Convert the material below into a JSON list of strings, one string per line, and omit any blank lines.
[ITEMS start]
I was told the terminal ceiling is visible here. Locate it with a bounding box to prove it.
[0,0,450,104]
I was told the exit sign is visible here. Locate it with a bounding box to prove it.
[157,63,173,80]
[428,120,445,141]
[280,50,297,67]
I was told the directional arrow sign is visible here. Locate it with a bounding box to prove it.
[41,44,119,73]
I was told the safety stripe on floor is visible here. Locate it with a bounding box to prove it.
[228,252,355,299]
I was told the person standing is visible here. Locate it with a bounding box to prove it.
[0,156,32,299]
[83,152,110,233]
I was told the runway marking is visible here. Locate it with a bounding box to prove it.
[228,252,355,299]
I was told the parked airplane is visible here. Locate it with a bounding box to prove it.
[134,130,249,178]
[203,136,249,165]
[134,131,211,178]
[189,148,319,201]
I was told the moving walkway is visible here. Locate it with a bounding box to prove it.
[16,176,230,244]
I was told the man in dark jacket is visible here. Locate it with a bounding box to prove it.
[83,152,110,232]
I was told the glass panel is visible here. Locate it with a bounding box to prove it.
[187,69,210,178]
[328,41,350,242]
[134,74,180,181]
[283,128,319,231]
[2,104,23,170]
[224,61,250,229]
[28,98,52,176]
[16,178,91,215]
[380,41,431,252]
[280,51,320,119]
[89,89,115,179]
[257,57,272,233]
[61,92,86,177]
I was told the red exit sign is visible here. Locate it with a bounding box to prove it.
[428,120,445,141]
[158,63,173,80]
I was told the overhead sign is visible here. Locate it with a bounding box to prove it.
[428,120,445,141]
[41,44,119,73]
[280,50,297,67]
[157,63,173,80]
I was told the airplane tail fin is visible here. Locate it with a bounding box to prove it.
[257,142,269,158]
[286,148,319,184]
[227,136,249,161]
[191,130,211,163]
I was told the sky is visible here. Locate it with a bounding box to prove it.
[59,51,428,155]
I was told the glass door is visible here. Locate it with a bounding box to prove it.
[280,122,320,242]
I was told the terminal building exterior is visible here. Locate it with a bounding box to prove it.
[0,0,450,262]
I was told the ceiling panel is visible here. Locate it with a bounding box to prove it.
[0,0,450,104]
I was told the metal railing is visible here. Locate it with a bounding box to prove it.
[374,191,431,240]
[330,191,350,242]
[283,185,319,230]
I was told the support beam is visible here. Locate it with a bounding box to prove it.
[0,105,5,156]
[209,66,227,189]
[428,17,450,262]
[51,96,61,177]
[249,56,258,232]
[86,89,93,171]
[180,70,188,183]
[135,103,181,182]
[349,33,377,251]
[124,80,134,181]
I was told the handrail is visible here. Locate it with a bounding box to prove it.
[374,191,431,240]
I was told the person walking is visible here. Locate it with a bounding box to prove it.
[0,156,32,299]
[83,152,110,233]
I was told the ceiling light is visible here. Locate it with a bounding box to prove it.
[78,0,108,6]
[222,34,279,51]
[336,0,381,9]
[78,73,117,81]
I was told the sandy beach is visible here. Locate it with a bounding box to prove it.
[ITEMS end]
CORRECT RESPONSE:
[
  "I was told the terminal ceiling is visible here. Locate it with a bounding box to prove it.",
  "[0,0,450,104]",
  "I was told the exit sign is visible here. Locate it with a bounding box to prove it.",
  "[157,63,173,80]",
  "[428,120,445,141]",
  "[280,50,297,67]",
  "I was told the directional arrow sign is visible here. Locate it with a bounding box to prove it.",
  "[41,44,119,73]",
  "I was told the safety stripe on floor is visible here. Locate it with a bounding box to prove it.",
  "[228,252,355,299]",
  "I was told the person standing is visible here. Locate it with a bounding box to prove it.",
  "[0,156,32,299]",
  "[83,152,110,233]",
  "I was told the runway marking is visible here. Locate it with a bounding box to prove it.",
  "[228,252,355,299]",
  "I was told the parked airplane is visible here. Locate it with a bounding box to prove it.",
  "[134,130,249,178]",
  "[203,136,249,165]",
  "[134,131,211,178]",
  "[189,148,319,201]",
  "I was told the moving walkway is visible here. Locate it with a bounding box to prove it.",
  "[16,176,230,244]",
  "I was told the man in dark jacket is visible here. Locate it with a bounding box to prove it.",
  "[83,152,110,232]",
  "I was told the glass panel is visible here. Locate it with a bounding box to prove it.",
  "[187,69,210,178]",
  "[328,41,350,242]",
  "[134,74,180,181]",
  "[283,128,319,231]",
  "[2,104,23,170]",
  "[224,61,250,229]",
  "[28,98,52,176]",
  "[16,178,91,215]",
  "[380,41,431,252]",
  "[280,51,320,119]",
  "[89,89,115,179]",
  "[257,57,272,233]",
  "[61,92,86,177]",
  "I was told the red exit sign is visible here. Locate it with a bounding box to prove it.",
  "[428,120,445,141]",
  "[158,63,173,80]",
  "I was told the overhead sign is visible here. Locate it with a bounding box to prove it.",
  "[428,120,445,141]",
  "[41,44,119,73]",
  "[280,50,297,67]",
  "[157,63,173,80]",
  "I was told the airplane tail fin is visible here. Locate it with a bounding box to prove it.",
  "[257,142,269,158]",
  "[286,148,319,184]",
  "[227,136,249,161]",
  "[191,130,211,163]",
  "I was told the sky is visible here. Locate it with a bounding box to prove it.",
  "[59,51,428,155]",
  "I was told the glass door is visible here. Locate it with a bounding box to prove it.",
  "[280,122,320,242]",
  "I was told the terminal building exterior is visible here. Locate it with a bounding box to prove it.",
  "[0,0,450,262]",
  "I was told the ceiling panel is visible here. Locate it with a bounding box to prove it.",
  "[0,0,450,104]",
  "I was told the metal railing is visible here. Locate it with a bounding box to prove it.",
  "[374,191,431,240]",
  "[330,191,350,242]",
  "[283,185,319,230]",
  "I was told the support beam is visible here. Locate it with a bounding box to prove it.",
  "[0,105,5,156]",
  "[209,66,227,189]",
  "[428,17,450,262]",
  "[51,96,61,177]",
  "[249,56,258,232]",
  "[86,89,93,171]",
  "[180,70,188,183]",
  "[135,103,181,182]",
  "[349,33,377,251]",
  "[124,80,134,181]",
  "I was told the handrail is visible here. Locate it with a bounding box to prove it.",
  "[374,191,431,240]",
  "I was told the person walking is visible here. Locate it with a bounding box to prove it.",
  "[0,156,32,299]",
  "[83,152,110,233]",
  "I was told the ceiling light is visible here. Locate it with a bounding box to prove it.",
  "[78,0,108,6]",
  "[222,34,279,51]",
  "[336,0,381,9]",
  "[78,73,117,81]",
  "I was told the sandy beach is visible here. Locate it with a bounding box to prove it."
]